• Available data:
##########

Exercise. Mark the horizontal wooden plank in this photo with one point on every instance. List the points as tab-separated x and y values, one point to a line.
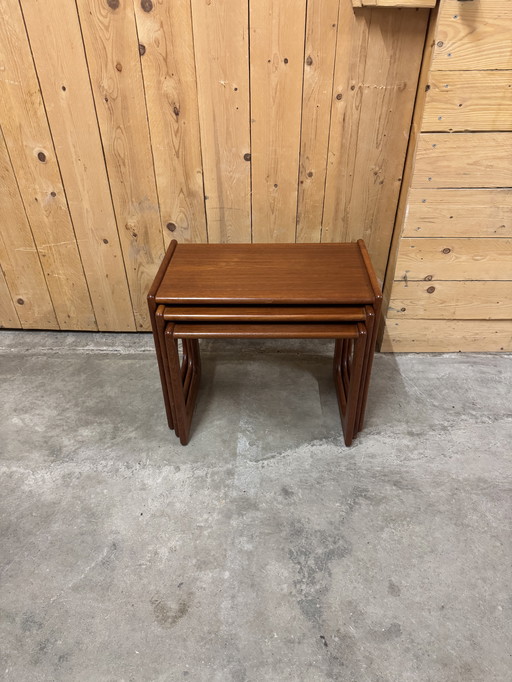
454	259
394	3
459	213
447	336
486	300
468	100
463	160
473	35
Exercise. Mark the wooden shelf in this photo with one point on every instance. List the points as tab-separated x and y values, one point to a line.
394	3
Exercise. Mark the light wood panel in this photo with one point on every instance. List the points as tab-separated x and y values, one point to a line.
364	175
447	336
8	317
19	259
167	56
276	92
485	300
321	30
351	54
130	122
221	44
110	39
37	173
473	35
455	259
56	43
463	160
402	208
459	213
469	100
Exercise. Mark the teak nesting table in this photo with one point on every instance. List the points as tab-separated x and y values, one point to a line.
265	291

##########

• Problem to work on: Hand back the data exactly as it appears, with all pictures cut.

• Worked solution:
Exercise. Mark the horizontal wooden plank in this photo with one point on every instance. List the points as tab-separated x and y values, one point to a line.
454	259
394	3
459	213
447	336
486	300
468	100
463	160
473	35
Exercise. Mark the wooden shelf in this photo with one point on every instance. List the points as tab-separated x and y values, one point to a line.
394	3
Exercise. Mark the light wood panel in this photo with one point on every instance. List the points as tab-separated x and y values, one point to a line.
364	175
447	336
8	317
19	259
167	56
276	92
485	300
321	30
351	54
130	122
221	44
110	39
37	173
473	35
455	259
56	43
463	160
402	208
459	213
469	100
Exercise. Mark the teak nesting table in this photo with one point on every instance. List the points as tab-separated x and y values, one point to a line.
265	291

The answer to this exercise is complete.